▶ **TASKS FOR THIS EXERCISE**:
1. Could you copy the forum thread word for word, from "Iam a bit confused" up to and including "ang1170 (18 Jul 2007)"?
2. In two sentences, what does the forum thread say?
3. How would you translate this sentence from the forum thread into Spanish: "Anything too old/cheap and they'll question your ability."

▶ **EXCERPTED PASSAGE**:
══════════
Iam a bit confused by this statement, I thought that if you are VAT registered then you can claim the paid VAT back a year end, also I thought that as sold trader if you have picked car lease option with private car, you are only entitled to claim for a max of 23K of vehicule cost spread over the x year lease, I may be wrong but the tax people didn't know either.. can anyone confirm/deny/clarify?


----------



## ang1170 (18 Jul 2007)

Graham_07 said:


> I know this may also seem shallow but I sometimes jokingly say to people that I measure my success ( as their accountant ) on the cars my clients drive.


 
Ah, but what about the car YOU drive?

I'd say it's a balancing act. Anything too old/cheap and they'll question your ability. Anything too new/flashy and they'll question your invoices!

Such tough decisions.....


----------



## Graham_07 (18 Jul 2007)
══════════
▶ **Object position labeling entries**:
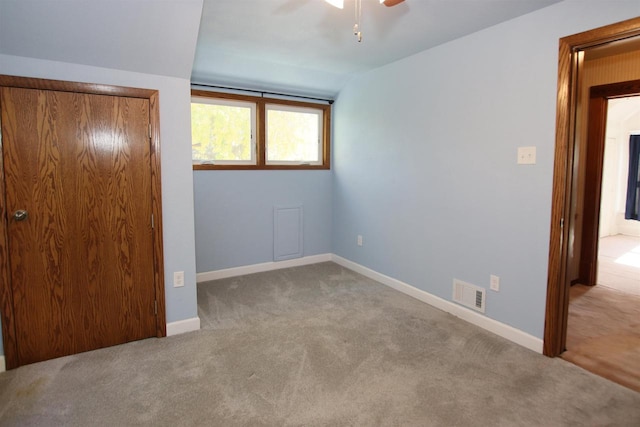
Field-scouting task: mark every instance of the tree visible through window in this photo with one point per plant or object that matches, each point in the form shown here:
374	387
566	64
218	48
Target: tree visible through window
══════════
▶ **SET OF ANSWERS**:
1.
Iam a bit confused by this statement, I thought that if you are VAT registered then you can claim the paid VAT back a year end, also I thought that as sold trader if you have picked car lease option with private car, you are only entitled to claim for a max of 23K of vehicule cost spread over the x year lease, I may be wrong but the tax people didn't know either.. can anyone confirm/deny/clarify?


----------



## ang1170 (18 Jul 2007)

2. One poster is confused by a statement, believing that a VAT-registered trader can claim paid VAT back at year end and that a trader who picked a car lease option with a private car can claim at most 23K of vehicle cost spread over the lease, and asks others to confirm, deny or clarify. Replying to Graham_07's remark that he measures his success as an accountant by the cars his clients drive, ang1170 asks about the car the accountant drives and calls it a balancing act: a car that is too old or cheap makes people question his ability, while one that is too new or flashy makes them question his invoices.

3. Cualquier cosa demasiado vieja/barata y cuestionarán tu capacidad.